■ **What you will do**
• 1. Retype the passage on remedies in contracts for the sale of land word for word, beginning at the words "First, in a" and stopping after "of specific performance.".
• 2. According to the passage on remedies in contracts for the sale of land, what must a vendor who sues for specific performance or damages in the alternative do at the trial?
***** Selected excerpt
First, in a contract for the sale of land, after time has been made, or has become, of the essence of the contract, if the purchaser fails to complete, the vendor can either treat the purchaser as having repudiated the contract, accept the repudiation, and proceed to claim damages for breach of the contract, both parties being discharged from further performance of the contract; or he may seek from the court an order for specific performance with damages for any loss arising from delay in performance. (Similar remedies are of course available to purchasers against vendors.) This is simply the ordinary law of contract applied to contracts capable of specific performance.
Secondly, the vendor may proceed by action for the above remedies (viz. specific performance or damages) in the alternative. At the trial he will however have to elect which remedy to pursue.
Thirdly, if the vendor treats the purchaser as having repudiated the contract and accepts the repudiation, he cannot thereafter seek specific performance. This follows from the fact that, the purchaser having repudiated the contract and his repudiation having been accepted, both parties are discharged from further performance.
**********
***** Available data
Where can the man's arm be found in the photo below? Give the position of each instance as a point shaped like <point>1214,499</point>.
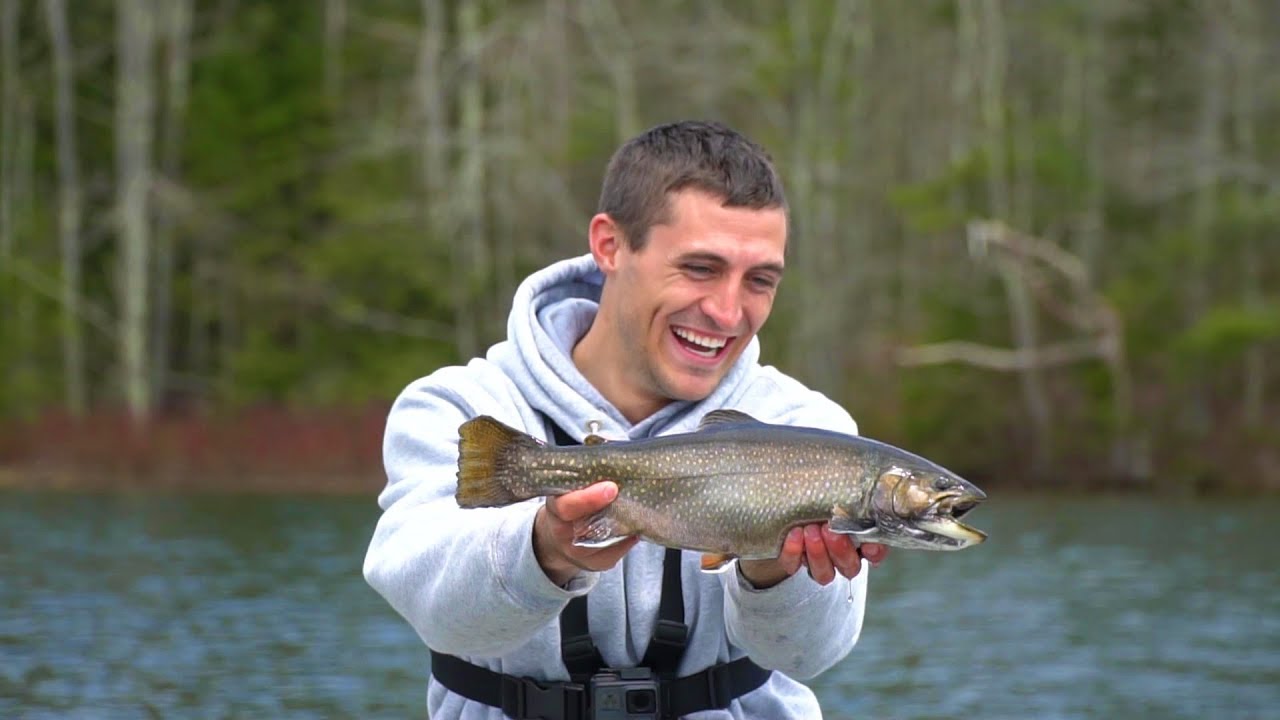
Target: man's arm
<point>467,580</point>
**********
■ **Solutions**
• 1.
First, in a contract for the sale of land, after time has been made, or has become, of the essence of the contract, if the purchaser fails to complete, the vendor can either treat the purchaser as having repudiated the contract, accept the repudiation, and proceed to claim damages for breach of the contract, both parties being discharged from further performance of the contract; or he may seek from the court an order for specific performance with damages for any loss arising from delay in performance. (Similar remedies are of course available to purchasers against vendors.) This is simply the ordinary law of contract applied to contracts capable of specific performance.

• 2. Elect which remedy to pursue.